• REQUIRED ACTIONS:
1. Transcribe word for word the part of the passage below on the body sculpting book that begins at the words "I was browsing" and stops after "in that order.".
2. Pick up the passage below on the body sculpting book after its last sentence, and continue writing it.

• PASSAGE PROVIDED:
============

I was browsing through the fitness section at Chapters and came across a book that my friend owns and has strongly recommended to me. "Body Sculpting: A Women's Bible" or something like that. The titles are always the same basically, but the content of this book is actually extremely helpful. Since reading through the first introductory chapters, I've learned several things, including:
*You don't start burning fat stores until you have been working out at your target heart rate for at least half an hour. This is why it's important to start out with weights and THEN do cardio following the training session. You're more likely to successfully burn fat doing your exercises in that order.
*Working out is most effective early in the morning, as you are jump starting your metabolism for the day, and your body is still burning fat stores during the eight hours of no eating that you slept through. So you should ideally work out, and then eat a high protein breakfast.

============

• DATA BELOW:
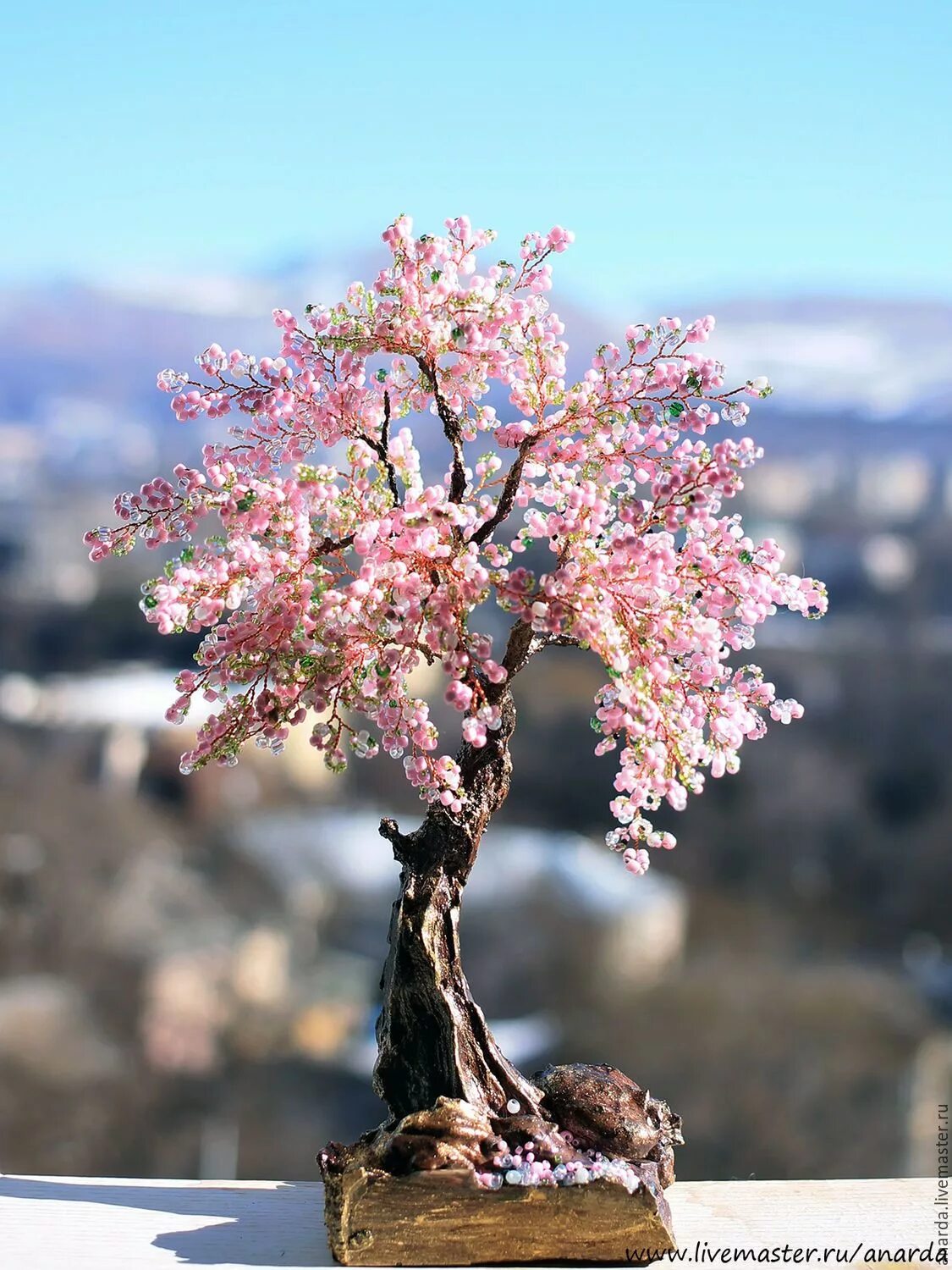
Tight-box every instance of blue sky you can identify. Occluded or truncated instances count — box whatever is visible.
[0,0,952,302]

============

• ANSWERS BY ITEM:
1.
I was browsing through the fitness section at Chapters and came across a book that my friend owns and has strongly recommended to me. "Body Sculpting: A Women's Bible" or something like that. The titles are always the same basically, but the content of this book is actually extremely helpful. Since reading through the first introductory chapters, I've learned several things, including:
*You don't start burning fat stores until you have been working out at your target heart rate for at least half an hour. This is why it's important to start out with weights and THEN do cardio following the training session. You're more likely to successfully burn fat doing your exercises in that order.

2.
*The ideal weight you should be using for weight lifting should allow you to do 10-12 reps, but no more and no less.
And this I just learned from the first few chapters.
So Marcia, you might say, what's the irony about all this? You're learning how to more effectively train and change your body! This is a good thing.
Well, at this very point, all I feel is depression, that I've been doing it wrong all this time, and that I will have to drastically change my diet and exercise AGAIN, in order to keep losing weight and become fitter. Even more depressing is the idea that I will have to work out and be careful about what I eat for the rest of my bloody life.
Don't get me wrong...I love going for a good run...but now that I know the run does basically nothing for me unless I exceed a half hour at my target heart rate...how am I supposed to feel good about that? All I feel is the fact that I'm am under achieving once again, and am most likely going to remain in this state.
And THIS is why people get personal trainers. I've never had a problem with motivation before, and now all of a sudden, I find myself struggling to go for an easy jog or walk around the block. My brain keeps saying, "what's the point? what's the point in even trying?"